**Instruction:** Repeat the material exactly, leaving nothing out.

**Data listing:**
++++
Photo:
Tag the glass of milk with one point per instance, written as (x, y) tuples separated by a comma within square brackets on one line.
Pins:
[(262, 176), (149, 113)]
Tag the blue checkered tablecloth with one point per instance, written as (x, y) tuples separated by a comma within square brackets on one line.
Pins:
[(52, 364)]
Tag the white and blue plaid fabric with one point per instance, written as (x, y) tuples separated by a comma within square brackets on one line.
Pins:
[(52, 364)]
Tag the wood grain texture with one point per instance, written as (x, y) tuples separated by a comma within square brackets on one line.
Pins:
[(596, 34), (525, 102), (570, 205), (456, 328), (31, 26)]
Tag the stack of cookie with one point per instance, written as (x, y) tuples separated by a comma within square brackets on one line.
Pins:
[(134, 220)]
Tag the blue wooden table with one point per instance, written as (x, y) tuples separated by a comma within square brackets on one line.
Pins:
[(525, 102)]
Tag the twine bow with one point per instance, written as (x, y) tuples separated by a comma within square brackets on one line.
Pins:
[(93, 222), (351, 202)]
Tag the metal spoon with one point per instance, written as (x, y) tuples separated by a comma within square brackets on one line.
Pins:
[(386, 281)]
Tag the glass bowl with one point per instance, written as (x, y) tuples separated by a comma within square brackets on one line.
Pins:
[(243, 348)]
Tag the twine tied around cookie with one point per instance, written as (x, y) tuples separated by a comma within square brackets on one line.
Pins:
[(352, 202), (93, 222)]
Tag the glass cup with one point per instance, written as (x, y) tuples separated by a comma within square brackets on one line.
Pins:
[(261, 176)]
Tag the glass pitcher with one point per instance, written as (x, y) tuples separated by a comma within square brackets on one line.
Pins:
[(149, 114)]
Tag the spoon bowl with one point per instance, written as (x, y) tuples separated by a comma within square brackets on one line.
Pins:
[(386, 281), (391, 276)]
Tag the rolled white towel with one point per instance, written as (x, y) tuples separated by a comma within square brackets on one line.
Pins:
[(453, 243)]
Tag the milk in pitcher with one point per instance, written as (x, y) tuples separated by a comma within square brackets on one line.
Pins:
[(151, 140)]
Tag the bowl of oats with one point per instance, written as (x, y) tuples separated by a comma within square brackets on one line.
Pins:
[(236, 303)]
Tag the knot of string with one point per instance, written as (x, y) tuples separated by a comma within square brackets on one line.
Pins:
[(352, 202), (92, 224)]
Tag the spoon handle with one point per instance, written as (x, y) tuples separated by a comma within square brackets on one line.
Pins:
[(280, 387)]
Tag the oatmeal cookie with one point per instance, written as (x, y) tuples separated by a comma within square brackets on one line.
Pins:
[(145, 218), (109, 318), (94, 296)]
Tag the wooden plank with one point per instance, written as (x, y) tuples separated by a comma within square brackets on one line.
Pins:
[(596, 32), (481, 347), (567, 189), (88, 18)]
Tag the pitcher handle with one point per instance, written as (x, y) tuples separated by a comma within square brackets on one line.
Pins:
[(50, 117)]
++++
**Exercise result:**
Photo:
Tag the glass of milk with one point per instance, written as (x, y) tuples separated by a comma within square brackets on one line.
Pins:
[(262, 176), (149, 113)]
Tag the blue checkered tablecloth with one point per instance, written as (x, y) tuples separated by a comma within square brackets on one line.
Pins:
[(52, 364)]
Tag the white and blue plaid fabric with one point per instance, written as (x, y) tuples separated by a comma within square brackets on one line.
Pins:
[(52, 364)]
Tag the wood grain texture with one point per instance, written as (x, y) tuples separated by a comma within square brackets on one line.
Pins:
[(596, 34), (525, 102), (570, 205), (456, 328), (31, 26)]
Tag the stack of cookie with one point per instance, written as (x, y) tuples separated by a comma within square brackets on one line.
Pins:
[(134, 220)]
Tag the blue wooden table with one point per instance, written as (x, y) tuples separated by a comma within square brackets on one line.
Pins:
[(525, 102)]
Tag the twine bow with one point per instance, written as (x, y) tuples separated by a comma within square brackets on one line.
Pins:
[(93, 222), (351, 202)]
Tag the metal spoon with one point per instance, written as (x, y) tuples separated by a comma within square brackets on one line.
Pins:
[(386, 281)]
Tag the glass bowl with one point per instance, written as (x, y) tuples separated by a comma within square brackets on one line.
Pins:
[(243, 348)]
Tag the twine tied around cookie with one point per instance, written as (x, y) tuples separated by a comma within square brackets on one line.
Pins:
[(352, 202), (93, 222)]
Tag the glass cup with one point per instance, written as (x, y) tuples separated by a comma within square brackets on one line.
Pins:
[(261, 176)]
Tag the glass pitcher with one point per instance, written as (x, y) tuples separated by a comma within square brackets on one line.
Pins:
[(149, 114)]
Tag the spoon bowl with one point per instance, written as (x, y) tuples separated by a comma within square brackets on one line.
Pins:
[(386, 281), (391, 276)]
Tag the rolled white towel with one point per instance, written as (x, y) tuples separated by a comma within square brackets on one line.
Pins:
[(453, 243)]
Tag the milk in pitcher with one point per instance, written as (x, y) tuples separated by a comma within square brackets on one line.
Pins:
[(151, 140)]
Tag the bowl of oats with one point per instance, written as (x, y) tuples separated by a comma within square brackets on one line.
Pins:
[(236, 303)]
Tag the knot of string with one point per instance, written as (x, y) tuples separated by a comma within square brackets on one line.
Pins:
[(352, 202), (92, 224)]
Tag the spoon handle with one point per instance, written as (x, y) tuples separated by a comma within square brackets on one line.
Pins:
[(280, 387)]
Tag the oatmeal cookie with one point per instance, written as (x, y) tuples separated by a comma within square brackets on one line.
Pins:
[(145, 218), (109, 318), (94, 296)]
Tag the wooden plank with one point per instance, written as (x, y) tuples separated by a comma within square brackets on one line.
Pins:
[(596, 32), (481, 347), (567, 189), (88, 18)]
Tag the pitcher handle with one point per instance, written as (x, y) tuples separated by a comma within square brackets on one line.
Pins:
[(50, 117)]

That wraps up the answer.